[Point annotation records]
···
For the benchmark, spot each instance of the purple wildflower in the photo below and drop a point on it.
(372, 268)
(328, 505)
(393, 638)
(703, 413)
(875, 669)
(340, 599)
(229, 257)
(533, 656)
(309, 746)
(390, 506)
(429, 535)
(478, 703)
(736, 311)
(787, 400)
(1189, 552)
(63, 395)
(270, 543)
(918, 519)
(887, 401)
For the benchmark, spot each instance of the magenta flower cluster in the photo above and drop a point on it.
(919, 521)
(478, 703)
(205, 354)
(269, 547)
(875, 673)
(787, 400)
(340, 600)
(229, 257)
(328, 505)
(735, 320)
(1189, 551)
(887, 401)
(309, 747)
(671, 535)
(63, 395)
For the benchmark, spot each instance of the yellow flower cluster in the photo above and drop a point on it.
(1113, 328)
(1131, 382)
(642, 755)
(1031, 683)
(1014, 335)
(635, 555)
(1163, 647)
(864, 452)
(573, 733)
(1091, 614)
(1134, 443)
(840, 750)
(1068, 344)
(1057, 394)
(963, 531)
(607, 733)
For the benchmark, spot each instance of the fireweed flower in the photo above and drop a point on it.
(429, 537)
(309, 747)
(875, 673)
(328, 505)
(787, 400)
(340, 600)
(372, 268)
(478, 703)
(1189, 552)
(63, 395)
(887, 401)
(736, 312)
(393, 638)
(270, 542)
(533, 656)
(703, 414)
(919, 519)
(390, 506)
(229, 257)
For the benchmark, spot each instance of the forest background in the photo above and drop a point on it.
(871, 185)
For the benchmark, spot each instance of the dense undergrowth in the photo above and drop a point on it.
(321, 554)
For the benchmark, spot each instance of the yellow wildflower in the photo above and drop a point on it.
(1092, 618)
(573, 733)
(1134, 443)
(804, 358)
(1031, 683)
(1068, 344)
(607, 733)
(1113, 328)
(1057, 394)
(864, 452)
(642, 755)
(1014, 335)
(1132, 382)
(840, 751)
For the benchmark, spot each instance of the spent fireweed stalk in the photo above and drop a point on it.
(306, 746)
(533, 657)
···
Write out every entry exactly as given.

> **Solved exercise**:
For the benchmark, spot each instance of the purple wildflower in the photo below and drop a point on it.
(372, 268)
(328, 505)
(393, 638)
(703, 413)
(875, 669)
(340, 599)
(229, 257)
(533, 656)
(309, 746)
(390, 506)
(429, 535)
(478, 703)
(736, 311)
(787, 400)
(1189, 552)
(63, 395)
(270, 543)
(918, 519)
(887, 401)
For the benchmark, spot each instance of the magenta flower cluster in the photo above and drop a point on it.
(919, 521)
(478, 703)
(205, 354)
(269, 547)
(875, 673)
(787, 400)
(340, 600)
(229, 257)
(328, 505)
(735, 320)
(1189, 551)
(887, 401)
(309, 747)
(671, 535)
(63, 395)
For the benchmark, spot each instance of the yellow flower cluster in the photo above and drop a point on it.
(1113, 328)
(1131, 382)
(642, 755)
(1031, 683)
(1014, 335)
(635, 555)
(1163, 647)
(864, 452)
(573, 733)
(1091, 614)
(1134, 443)
(840, 750)
(1068, 344)
(1057, 394)
(963, 531)
(607, 733)
For the benchmark, spot each instance of the fireweed flower in the photo above and drop a point on it.
(429, 537)
(309, 747)
(875, 673)
(328, 505)
(787, 400)
(340, 600)
(372, 268)
(478, 703)
(1189, 552)
(63, 395)
(887, 401)
(736, 312)
(393, 638)
(270, 542)
(533, 656)
(703, 414)
(919, 519)
(390, 506)
(229, 257)
For the benchmark, spot each instance of the forest background in the photo above and drop a point on it.
(871, 185)
For the benchmark, spot each instance of the dense undergrowth in the photo above and drop a point on it.
(321, 554)
For the benchmark, spot each instance of the yellow wildflower in the photo above and drop a point on it.
(1092, 618)
(573, 733)
(1134, 443)
(804, 358)
(1031, 683)
(1068, 344)
(607, 733)
(1113, 328)
(1057, 394)
(864, 452)
(642, 755)
(1014, 335)
(1132, 382)
(840, 751)
For the benchmark, spot each instance of the spent fireweed stalk in the photo above and drop a point on it.
(306, 746)
(533, 657)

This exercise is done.